#### Task to carry out:
Convert the data below into a numbered list, starting at the line that contains "the window frame" and ending with the final line of the data. Omit any blank lines.

## Start Stored data

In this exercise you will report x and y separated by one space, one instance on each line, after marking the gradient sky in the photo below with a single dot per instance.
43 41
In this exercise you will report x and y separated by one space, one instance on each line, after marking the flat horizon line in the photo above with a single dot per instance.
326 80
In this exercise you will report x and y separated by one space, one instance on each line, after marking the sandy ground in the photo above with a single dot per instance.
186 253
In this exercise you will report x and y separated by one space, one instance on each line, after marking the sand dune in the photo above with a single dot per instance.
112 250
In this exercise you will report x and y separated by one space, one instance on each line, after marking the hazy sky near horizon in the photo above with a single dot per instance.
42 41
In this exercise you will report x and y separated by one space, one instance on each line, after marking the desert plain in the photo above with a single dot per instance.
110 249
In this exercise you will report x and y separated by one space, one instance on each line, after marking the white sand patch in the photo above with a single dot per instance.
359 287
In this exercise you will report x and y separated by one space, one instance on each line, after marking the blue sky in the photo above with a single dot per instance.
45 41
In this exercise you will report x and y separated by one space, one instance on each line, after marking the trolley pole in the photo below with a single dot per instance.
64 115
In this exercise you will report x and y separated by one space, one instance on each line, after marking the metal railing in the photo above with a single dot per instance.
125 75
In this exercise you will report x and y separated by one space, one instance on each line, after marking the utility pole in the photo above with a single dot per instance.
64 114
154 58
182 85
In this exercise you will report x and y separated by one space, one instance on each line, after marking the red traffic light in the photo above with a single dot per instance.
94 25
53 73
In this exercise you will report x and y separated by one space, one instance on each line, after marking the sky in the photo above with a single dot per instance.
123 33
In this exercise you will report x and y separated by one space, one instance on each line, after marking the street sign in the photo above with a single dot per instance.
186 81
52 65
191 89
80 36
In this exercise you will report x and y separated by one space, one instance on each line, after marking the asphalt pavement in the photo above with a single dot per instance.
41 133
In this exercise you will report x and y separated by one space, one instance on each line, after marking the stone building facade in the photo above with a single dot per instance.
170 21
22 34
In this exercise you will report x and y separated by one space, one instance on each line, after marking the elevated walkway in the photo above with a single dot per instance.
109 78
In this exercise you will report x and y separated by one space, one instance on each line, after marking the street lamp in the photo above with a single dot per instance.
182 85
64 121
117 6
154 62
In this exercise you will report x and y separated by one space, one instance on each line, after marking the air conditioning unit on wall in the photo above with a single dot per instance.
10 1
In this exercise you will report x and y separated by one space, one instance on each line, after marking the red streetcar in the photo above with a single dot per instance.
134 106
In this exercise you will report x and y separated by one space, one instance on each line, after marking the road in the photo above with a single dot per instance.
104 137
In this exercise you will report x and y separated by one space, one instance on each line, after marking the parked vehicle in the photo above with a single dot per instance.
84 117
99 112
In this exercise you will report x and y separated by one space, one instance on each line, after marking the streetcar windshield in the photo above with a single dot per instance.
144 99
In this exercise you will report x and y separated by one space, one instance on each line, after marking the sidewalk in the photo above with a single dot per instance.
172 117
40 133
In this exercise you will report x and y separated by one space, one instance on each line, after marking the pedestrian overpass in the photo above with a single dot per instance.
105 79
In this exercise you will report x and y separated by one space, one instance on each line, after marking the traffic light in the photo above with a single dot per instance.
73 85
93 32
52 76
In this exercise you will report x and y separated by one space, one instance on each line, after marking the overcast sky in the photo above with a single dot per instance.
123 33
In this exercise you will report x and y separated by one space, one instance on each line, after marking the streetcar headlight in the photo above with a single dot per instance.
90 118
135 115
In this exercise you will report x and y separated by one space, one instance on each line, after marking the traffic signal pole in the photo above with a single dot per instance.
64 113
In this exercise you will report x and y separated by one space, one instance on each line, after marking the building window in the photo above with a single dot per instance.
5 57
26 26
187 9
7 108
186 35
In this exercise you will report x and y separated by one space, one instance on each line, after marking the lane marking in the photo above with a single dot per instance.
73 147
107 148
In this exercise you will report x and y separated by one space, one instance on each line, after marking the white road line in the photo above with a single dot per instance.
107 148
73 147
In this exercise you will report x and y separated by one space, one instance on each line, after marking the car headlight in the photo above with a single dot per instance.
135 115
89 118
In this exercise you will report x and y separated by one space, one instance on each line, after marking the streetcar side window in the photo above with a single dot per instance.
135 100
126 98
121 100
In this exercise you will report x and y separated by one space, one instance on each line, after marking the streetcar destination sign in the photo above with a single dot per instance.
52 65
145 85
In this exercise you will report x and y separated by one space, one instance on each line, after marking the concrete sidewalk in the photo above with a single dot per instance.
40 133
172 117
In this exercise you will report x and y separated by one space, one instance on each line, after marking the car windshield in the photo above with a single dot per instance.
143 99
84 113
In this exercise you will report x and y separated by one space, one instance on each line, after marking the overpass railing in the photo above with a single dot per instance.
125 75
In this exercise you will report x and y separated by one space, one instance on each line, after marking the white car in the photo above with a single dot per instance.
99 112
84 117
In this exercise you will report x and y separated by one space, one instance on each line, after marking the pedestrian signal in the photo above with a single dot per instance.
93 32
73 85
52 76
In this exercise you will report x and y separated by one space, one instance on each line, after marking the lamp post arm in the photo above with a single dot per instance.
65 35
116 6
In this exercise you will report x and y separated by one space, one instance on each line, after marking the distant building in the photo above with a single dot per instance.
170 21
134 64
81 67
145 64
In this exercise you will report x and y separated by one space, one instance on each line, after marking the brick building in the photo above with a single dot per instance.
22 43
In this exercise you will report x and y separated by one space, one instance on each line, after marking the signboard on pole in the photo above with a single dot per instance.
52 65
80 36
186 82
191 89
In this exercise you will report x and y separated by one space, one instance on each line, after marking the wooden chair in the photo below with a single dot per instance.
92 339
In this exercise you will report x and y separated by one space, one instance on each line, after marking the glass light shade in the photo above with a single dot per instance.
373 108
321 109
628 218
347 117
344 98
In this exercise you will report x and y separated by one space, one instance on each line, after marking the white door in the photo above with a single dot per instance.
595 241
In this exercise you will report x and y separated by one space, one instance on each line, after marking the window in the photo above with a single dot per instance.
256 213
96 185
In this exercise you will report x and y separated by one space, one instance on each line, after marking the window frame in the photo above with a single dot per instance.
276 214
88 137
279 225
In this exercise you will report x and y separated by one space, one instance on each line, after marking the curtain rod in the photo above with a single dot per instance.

## End Stored data

#### Output of the task:
1. In this exercise you will report x and y separated by one space, one instance on each line, after marking the window frame in the photo above with a single dot per instance.
2. 276 214
3. 88 137
4. 279 225
5. In this exercise you will report x and y separated by one space, one instance on each line, after marking the curtain rod in the photo above with a single dot per instance.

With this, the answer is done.